-- Work item --
The lines to repeat run from the one containing "Could you point at the blue sky" through the last line of the records below; repeat them exactly and give nothing more.

-- Supplied information --
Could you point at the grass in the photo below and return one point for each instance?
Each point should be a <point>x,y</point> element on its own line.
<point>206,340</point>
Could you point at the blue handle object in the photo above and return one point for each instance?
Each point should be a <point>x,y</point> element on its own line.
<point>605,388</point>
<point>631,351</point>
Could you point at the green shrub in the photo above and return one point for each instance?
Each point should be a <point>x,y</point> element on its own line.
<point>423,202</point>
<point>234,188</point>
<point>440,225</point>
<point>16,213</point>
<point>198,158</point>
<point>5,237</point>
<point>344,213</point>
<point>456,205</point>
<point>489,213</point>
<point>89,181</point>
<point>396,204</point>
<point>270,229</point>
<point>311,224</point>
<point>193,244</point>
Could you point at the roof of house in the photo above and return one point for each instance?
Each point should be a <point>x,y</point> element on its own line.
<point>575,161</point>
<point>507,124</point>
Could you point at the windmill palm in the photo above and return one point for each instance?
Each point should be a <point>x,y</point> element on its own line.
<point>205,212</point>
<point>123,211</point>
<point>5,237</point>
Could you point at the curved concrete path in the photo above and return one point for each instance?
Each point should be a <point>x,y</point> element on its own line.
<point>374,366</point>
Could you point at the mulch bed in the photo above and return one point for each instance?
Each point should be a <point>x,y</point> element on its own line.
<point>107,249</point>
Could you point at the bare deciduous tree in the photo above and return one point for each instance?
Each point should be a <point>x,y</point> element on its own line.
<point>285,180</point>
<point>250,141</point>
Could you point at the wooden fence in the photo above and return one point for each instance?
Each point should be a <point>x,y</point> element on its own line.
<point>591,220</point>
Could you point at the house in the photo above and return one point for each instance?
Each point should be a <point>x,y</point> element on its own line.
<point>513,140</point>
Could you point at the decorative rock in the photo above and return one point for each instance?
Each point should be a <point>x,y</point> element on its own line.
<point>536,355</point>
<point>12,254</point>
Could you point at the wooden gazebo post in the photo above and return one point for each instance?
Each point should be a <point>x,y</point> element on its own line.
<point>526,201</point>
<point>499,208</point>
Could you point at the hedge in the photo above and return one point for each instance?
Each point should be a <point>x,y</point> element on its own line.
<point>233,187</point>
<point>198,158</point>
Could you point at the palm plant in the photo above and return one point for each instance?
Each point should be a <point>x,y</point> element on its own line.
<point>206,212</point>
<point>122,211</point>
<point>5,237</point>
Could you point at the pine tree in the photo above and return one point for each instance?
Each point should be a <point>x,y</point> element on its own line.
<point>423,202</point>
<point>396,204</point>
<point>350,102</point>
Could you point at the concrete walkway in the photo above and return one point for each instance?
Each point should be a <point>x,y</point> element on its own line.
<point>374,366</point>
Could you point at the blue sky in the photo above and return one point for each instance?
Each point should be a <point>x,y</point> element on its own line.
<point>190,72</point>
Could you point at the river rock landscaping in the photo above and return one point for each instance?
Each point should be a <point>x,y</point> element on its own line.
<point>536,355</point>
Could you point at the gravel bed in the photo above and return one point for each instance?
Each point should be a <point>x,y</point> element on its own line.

-- Solution to this task --
Could you point at the blue sky in the photo above and return one point for each instance?
Each point should be a <point>x,y</point> element on its own line.
<point>190,72</point>
Could you point at the river rock landscaping in the photo above and return one point for each instance?
Each point should be a <point>x,y</point> element on its own line.
<point>536,355</point>
Could you point at the gravel bed in the photo above and return one point for each instance?
Each point should be a <point>x,y</point> element on its own line.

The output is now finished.